* Task brief *
Could you pick up the post about the writer's upcoming birthday and keep writing it from its last sentence?

* Passage provided *
I love the fact that birthdays are a really big deal as far as Spawn is concerned.  My upcoming 44th annus horribilis has got the kid all a-twitter (in the old fashioned way, not the social media way) with the notion of me celebrating something, anything.  There has been mention of a surprise, though with Spawn that could mean just about anything, and considering the fact that The Day falls on a Thursday this year, the biggest surprise I could (and do) hope for is no homework and a lot of “yes ma’am” spread liberally through my house.  I don’t want much, you see.

Well, besides the above-mentioned, my mother’s homemade German chocolate cake would be nice.

My husband is neck deep in a new store opening, and won’t be home for the actual day, and I must actually be getting older because I am all kinds of fine with that.  I don’t remember when birthdays started to be kind of “meh” for me, but I’m just not all that het up about it.  I don’t really want anything — at least, not anything that someone could actually give me — and I don’t want a big fuss made, which has been my mantra for several years now.

Truth be told, this year I’m just not all that into it.  My husband will be working for the next week to ten days and therefore out of town much of the time, my best friend is working majorly sucky hours (3-11pm shift), my favorite cousin lives in Chicago (and she’d certainly show me a good time), and my dear sweet friend Denise has her kids this weekend and is unavailable.  It’s times like this I wish I had googobs of friends, but it’s not my nature to be close friends with more than a few people, and that means that when everyone is busy with their own lives around my birthday, I end up on the couch by myself.

I’ve sort of made some tentative plans to take Spawn on a little road trip this weekend, since my husband won’t be home.  As much as I’d love to have a “me” weekend, filled with lunch and drinks and shopping and general low-level hedonism, my Plan B is to road trip somewhere and spend money on my kid.  Do I know how to live it up or what?

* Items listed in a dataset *
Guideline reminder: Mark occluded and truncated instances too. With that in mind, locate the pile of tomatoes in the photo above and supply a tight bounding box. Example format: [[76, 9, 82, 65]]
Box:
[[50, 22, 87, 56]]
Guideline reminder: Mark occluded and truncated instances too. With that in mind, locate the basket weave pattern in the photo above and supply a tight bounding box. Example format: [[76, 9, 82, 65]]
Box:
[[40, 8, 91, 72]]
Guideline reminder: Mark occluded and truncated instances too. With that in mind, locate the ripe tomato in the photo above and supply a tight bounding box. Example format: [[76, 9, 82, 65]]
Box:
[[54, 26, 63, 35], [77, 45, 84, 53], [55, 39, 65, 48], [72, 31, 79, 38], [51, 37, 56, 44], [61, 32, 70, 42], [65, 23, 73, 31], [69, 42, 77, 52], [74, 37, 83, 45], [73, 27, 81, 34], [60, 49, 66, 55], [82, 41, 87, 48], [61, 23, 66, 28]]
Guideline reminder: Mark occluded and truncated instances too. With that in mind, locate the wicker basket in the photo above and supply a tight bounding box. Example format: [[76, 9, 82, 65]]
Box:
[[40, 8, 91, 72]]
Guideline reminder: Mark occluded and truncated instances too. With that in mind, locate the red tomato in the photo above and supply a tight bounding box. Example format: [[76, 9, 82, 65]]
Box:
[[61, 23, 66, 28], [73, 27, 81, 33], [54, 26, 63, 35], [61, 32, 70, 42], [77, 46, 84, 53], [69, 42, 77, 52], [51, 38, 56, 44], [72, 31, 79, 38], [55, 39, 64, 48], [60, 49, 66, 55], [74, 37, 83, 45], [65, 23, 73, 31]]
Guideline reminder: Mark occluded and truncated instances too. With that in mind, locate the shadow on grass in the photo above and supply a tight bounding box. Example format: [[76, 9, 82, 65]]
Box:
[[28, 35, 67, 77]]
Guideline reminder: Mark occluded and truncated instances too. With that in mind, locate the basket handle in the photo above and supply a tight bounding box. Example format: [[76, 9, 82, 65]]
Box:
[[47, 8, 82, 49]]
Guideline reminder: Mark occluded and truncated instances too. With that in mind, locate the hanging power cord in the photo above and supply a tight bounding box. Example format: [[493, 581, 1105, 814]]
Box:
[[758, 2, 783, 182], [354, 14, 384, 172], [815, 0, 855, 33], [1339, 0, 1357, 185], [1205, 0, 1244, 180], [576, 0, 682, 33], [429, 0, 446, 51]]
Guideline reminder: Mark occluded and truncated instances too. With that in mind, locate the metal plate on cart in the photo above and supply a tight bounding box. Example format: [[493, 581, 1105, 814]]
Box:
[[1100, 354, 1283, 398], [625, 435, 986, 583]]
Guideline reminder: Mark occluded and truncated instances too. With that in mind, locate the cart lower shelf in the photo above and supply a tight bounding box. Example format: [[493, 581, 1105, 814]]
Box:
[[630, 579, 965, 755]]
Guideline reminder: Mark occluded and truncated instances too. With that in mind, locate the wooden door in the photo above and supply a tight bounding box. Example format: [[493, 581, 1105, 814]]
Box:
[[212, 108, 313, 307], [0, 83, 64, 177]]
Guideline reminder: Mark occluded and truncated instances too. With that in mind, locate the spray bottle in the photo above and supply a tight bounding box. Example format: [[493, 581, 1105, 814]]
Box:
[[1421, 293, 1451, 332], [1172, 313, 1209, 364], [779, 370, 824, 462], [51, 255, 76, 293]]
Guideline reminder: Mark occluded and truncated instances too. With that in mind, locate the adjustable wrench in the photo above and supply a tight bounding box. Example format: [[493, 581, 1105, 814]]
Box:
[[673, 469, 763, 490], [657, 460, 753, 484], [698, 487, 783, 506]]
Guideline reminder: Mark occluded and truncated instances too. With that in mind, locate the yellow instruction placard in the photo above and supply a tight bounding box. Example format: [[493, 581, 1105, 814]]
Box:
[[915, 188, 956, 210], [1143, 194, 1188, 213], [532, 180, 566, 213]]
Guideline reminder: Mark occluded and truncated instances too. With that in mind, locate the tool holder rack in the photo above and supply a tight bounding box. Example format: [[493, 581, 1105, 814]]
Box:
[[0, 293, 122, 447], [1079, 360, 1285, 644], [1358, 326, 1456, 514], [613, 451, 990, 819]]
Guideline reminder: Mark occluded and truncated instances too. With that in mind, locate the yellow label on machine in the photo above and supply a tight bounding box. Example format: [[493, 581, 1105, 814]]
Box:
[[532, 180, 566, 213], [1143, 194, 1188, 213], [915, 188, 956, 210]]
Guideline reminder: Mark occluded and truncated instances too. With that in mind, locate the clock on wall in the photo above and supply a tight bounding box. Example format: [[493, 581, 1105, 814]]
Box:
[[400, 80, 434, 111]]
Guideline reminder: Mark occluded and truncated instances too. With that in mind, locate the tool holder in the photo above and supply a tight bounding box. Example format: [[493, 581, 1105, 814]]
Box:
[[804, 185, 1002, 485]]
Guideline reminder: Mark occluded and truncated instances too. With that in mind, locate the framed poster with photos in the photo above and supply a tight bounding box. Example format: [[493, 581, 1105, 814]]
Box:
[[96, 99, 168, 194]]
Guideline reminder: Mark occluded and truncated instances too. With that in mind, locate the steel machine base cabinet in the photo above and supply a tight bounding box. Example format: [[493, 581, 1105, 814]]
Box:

* Answer for this exercise *
The only problem with Plan B is that my mother seems to be hell-bent on sucking what little joy there is out of it.  Joy-sucking is one of my mother’s specialties, and though I don’t know exactly what the issue is that she has with Plan B, it’s probably fairly safe to assume it has something to do with her not being in control of it.  I love my mother, yes of course, but the woman is a big-time major controller.  (Though if I were to be fair about it I would have to admit that I tend to have control issues too, and thanks mom for lending me those particular genes.)  If she doesn’t like something she rains all over it, which means whatever enjoyment you were going to get out of it gets tainted.  She’s worried that Something Will Happen to us out on the road, and yes, Something might (might! maybe! statistically speaking!) but good lord that’s just no way to live life.

At any rate, the one thing I have semi-looked forward to since I pieced together the fact that I was going to have a dull weekend otherwise has now been rained on by my mother and I am pissed off about that.

(Dear God please don’t let me do this to Spawn amen.)

So I’m going to do what I always do:  go ahead with my plans, perhaps even more stubbornly so, with the slow burn in the back of my mind that comes from being pissed.  Because that is how I deal.  And dammit, I’m (going to be) 44 years old — at what point do I get to do what I want without my mother weighing in on it?  And even that wouldn’t be so bad if she didn’t just automatically dump all over everything just because it’s not within her control.  Weigh in with a “good for you!” once in a while, just to balance things out.  But no, my tentative plans got firmly concreted pretty quick.  Whatever ambivalence I felt about Plan B is now pushed aside in favor of Doing It No Matter What.

Can we say passive-aggressive?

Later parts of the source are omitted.